- _Collected data entries_:
Start of Block
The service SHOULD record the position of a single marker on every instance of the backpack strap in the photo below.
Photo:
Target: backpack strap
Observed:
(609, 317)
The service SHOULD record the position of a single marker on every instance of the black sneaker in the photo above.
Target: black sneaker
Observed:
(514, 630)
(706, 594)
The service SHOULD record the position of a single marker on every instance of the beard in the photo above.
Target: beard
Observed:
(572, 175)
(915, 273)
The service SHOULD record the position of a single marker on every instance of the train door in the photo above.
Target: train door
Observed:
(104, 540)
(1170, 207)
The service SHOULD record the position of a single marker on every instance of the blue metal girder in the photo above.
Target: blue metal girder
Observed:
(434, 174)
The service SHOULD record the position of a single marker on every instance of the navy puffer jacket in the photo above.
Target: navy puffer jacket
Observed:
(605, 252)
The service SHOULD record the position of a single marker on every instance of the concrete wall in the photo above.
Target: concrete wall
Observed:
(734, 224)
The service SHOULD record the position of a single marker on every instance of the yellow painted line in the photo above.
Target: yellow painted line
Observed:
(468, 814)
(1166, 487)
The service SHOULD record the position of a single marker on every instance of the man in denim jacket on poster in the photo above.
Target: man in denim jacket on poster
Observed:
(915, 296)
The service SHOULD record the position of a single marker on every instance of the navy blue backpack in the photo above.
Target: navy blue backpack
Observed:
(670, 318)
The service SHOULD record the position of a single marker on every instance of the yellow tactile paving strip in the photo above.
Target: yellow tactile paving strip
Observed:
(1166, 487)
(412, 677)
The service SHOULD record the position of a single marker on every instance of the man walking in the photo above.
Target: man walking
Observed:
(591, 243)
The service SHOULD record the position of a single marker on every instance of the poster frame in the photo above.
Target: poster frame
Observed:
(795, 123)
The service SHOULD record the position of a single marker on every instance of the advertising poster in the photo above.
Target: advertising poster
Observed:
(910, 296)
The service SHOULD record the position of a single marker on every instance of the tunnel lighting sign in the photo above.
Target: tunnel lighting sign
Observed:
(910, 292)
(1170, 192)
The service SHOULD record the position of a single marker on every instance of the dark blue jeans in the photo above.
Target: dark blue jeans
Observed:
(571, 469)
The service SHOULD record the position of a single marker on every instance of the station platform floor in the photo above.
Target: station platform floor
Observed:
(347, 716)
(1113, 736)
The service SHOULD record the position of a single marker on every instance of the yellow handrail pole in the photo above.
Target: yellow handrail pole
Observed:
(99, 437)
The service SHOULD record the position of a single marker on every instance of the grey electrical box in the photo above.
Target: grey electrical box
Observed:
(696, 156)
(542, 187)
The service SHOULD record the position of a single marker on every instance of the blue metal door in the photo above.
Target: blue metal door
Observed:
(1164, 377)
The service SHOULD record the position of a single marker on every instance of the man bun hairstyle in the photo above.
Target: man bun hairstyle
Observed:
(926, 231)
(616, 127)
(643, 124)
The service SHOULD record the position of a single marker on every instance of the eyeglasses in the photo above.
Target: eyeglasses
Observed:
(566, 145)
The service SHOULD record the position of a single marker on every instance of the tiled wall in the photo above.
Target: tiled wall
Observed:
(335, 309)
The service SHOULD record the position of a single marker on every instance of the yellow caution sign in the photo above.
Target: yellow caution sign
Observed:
End of Block
Within the data above, determine the number of lines that contain the word "hairstyle"; write only that number.

2